**Required work:**
Please rewrite the material below with "single marker" replaced by "single point" and everything else left unchanged, leaving the pictures out of your answer.

** Start of Input **

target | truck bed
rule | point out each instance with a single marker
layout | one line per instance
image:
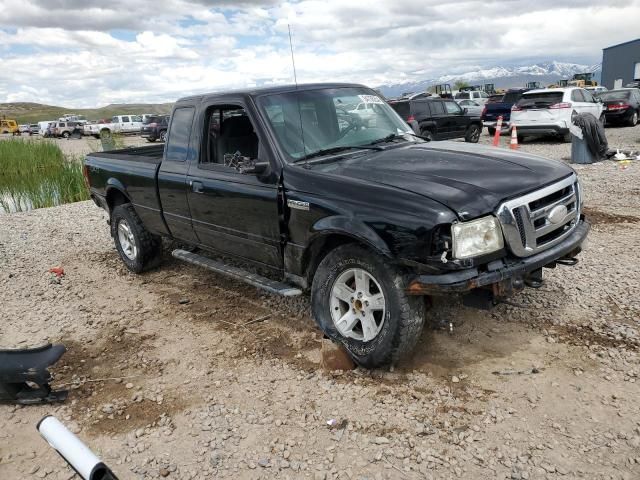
(147, 154)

** End of Input **

**Full answer:**
target | truck bed
rule | point out each instance with a single point
layout | one line per instance
image:
(147, 154)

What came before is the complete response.